* Work to be completed: Look through the material below and return every line that contains "located".
......
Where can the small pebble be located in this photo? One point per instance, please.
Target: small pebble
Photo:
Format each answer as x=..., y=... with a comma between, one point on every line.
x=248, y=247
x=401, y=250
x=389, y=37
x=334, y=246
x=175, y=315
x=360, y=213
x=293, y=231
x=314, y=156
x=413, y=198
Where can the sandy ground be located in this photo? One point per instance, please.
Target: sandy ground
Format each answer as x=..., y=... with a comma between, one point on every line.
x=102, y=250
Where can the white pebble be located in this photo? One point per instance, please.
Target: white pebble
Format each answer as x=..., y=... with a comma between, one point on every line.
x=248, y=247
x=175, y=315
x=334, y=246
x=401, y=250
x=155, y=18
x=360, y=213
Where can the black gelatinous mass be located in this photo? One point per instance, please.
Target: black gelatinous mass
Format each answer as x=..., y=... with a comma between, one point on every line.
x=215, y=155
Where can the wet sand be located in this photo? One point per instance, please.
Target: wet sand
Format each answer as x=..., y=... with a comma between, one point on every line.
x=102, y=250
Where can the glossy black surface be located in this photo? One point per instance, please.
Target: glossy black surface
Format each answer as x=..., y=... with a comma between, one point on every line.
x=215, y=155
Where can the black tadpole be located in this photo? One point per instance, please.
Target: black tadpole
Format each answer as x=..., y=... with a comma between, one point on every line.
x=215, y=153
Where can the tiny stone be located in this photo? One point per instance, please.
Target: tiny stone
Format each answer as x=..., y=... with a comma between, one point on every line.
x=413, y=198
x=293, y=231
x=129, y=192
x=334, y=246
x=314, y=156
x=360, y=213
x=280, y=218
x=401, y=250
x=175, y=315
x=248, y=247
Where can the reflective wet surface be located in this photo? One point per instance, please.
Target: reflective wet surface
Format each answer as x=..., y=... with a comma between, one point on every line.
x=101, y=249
......
* Written answer:
Where can the small pebble be located in this photo? One point per instance, please.
Where can the sandy ground be located in this photo? One point per instance, please.
Where can the white pebble be located in this photo? One point per instance, please.
Where can the black gelatinous mass be located in this photo? One point per instance, please.
Where can the wet sand be located in this photo? One point per instance, please.
Where can the glossy black surface be located in this photo? One point per instance, please.
Where can the black tadpole be located in this photo? One point per instance, please.
Where can the tiny stone be located in this photo? One point per instance, please.
Where can the reflective wet surface be located in this photo? One point per instance, please.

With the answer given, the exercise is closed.